## Quelldaten
________________________________________

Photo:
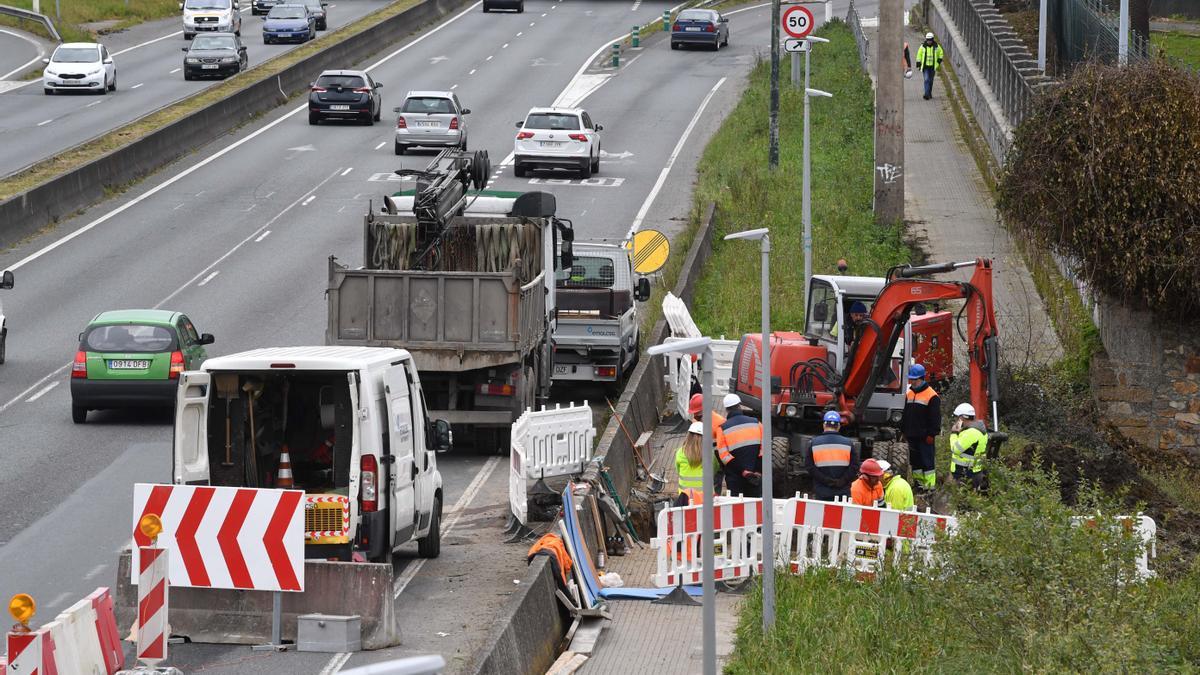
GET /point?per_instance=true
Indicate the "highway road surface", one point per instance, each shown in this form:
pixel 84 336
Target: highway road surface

________________________________________

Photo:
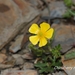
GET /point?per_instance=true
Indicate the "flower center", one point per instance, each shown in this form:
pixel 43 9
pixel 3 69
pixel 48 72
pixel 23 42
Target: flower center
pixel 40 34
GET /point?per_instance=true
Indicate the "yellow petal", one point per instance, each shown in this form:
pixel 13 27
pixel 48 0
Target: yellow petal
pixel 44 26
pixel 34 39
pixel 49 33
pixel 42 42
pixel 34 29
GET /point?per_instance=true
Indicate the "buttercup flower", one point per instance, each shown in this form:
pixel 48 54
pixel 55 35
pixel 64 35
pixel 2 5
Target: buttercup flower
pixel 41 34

________________________________________

## Ziel der Aufgabe
Nenne nur die Zahl der Zeilen in den Daten, die die Zeichenfolge „highway“ enthalten, wobei Groß- und Kleinschreibung zu beachten ist.

## Die Ausgabe
2